Bereits seit Monaten nimmt die Kurzarbeit in der deutschen Industrie deutlich zu, hauptsächlich ausgelöst durch die internationalen Handelskonflikte, den Brexit und sinkende Nachfrage. Die Corona-Krise potenziert das nun in der Region.
Aber was bedeutet konjunkturell bedingte Kurzarbeit genau? Und welche Folgen hat das gerade jetzt für Arbeitnehmer? Die wichtigsten Fragen und Antworten:
Das Kurzarbeitergeld soll teilweise das ausgleichen, was dem Mitarbeiter aufgrund der gekürzten Arbeitszeit beim Gehalt (netto) gestrichen wird. Dieses Minus wird zu 67 Prozent durch das Kurzarbeitergeld bei denjenigen ausgeglichen, die mit mindestens einem Kind im Haushalt leben. Alle anderen Beschäftigten bekommen laut Agentur für Arbeit 60 Prozent. Neu im Zuge der Corona-Krise: Die Sozialversicherungsbeiträge, die ein Unternehmen für seine Beschäftigten in Kurzarbeit allein tragen muss, werden von der Bundesagentur für Arbeit nun vollständig erstattet.
- Kurzarbeit: Übersicht des Bundesarbeitsministeriums
- Kurzarbeit: Merkblatt der Bundesagentur für Arbeit (Stand: November 2019)
Für maximal zwölf Monate, auf Anordnung des Bundesministeriums für Arbeit für bis zu 24 Monate. Das Geld streckt das Unternehmen vor, die Agentur für Arbeit erstattet es dann auf Antrag der Firma. Das geschehe in der Regel nach 15 Arbeitstagen, verkündet das Bundesarbeitsministerium. Das Kurzarbeitergeld wird ab dem Kalendermonat gezahlt, ab dem bei der Arbeitsagentur die Mitteilung des Unternehmens über den Arbeitsausfall eingegangen ist.
Kurzarbeit hat den Sinn, die Unternehmen zu unterstützen, um eine konjunkturell bedingte Talfahrt - wie jetzt wegen der Corona-Krise - zu überwinden und Fachkräfte zu halten.

====

▸ AUFGABENSTELLUNG
Können Sie aus dem Lesetext über Kurzarbeit den Abschnitt wortgetreu abschreiben, der mit den Worten „Für maximal zwölf“ beginnt und mit „Fachkräfte zu halten.“ endet?

Auszüge aus Zeigedaten
====

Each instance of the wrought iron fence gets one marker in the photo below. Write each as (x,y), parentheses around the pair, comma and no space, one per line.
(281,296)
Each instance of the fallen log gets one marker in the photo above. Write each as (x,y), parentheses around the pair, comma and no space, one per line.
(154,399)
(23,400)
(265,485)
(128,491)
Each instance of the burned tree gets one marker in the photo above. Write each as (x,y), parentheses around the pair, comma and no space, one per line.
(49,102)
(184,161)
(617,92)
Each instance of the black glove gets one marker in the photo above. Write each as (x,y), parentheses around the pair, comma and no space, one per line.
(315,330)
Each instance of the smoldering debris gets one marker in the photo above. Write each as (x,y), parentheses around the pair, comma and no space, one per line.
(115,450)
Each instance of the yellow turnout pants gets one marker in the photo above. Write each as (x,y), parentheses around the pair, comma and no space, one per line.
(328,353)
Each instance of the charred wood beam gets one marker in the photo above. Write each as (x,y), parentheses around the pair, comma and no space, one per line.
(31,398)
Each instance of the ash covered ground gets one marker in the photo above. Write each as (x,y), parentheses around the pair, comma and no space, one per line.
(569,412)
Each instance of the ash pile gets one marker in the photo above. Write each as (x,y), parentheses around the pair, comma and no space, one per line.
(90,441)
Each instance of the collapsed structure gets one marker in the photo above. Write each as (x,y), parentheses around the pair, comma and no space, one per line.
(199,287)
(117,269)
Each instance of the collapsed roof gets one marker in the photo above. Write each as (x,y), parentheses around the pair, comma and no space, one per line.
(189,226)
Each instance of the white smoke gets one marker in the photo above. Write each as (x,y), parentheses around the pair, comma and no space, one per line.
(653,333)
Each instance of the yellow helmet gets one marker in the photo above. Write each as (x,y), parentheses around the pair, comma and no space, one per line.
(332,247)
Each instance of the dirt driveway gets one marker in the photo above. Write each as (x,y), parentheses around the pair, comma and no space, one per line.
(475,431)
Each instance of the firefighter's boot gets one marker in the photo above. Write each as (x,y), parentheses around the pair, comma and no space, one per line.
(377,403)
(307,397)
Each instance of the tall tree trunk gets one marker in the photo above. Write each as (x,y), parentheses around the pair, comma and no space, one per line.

====

▸ ERGEBNIS
Für maximal zwölf Monate, auf Anordnung des Bundesministeriums für Arbeit für bis zu 24 Monate. Das Geld streckt das Unternehmen vor, die Agentur für Arbeit erstattet es dann auf Antrag der Firma. Das geschehe in der Regel nach 15 Arbeitstagen, verkündet das Bundesarbeitsministerium. Das Kurzarbeitergeld wird ab dem Kalendermonat gezahlt, ab dem bei der Arbeitsagentur die Mitteilung des Unternehmens über den Arbeitsausfall eingegangen ist.
Kurzarbeit hat den Sinn, die Unternehmen zu unterstützen, um eine konjunkturell bedingte Talfahrt - wie jetzt wegen der Corona-Krise - zu überwinden und Fachkräfte zu halten.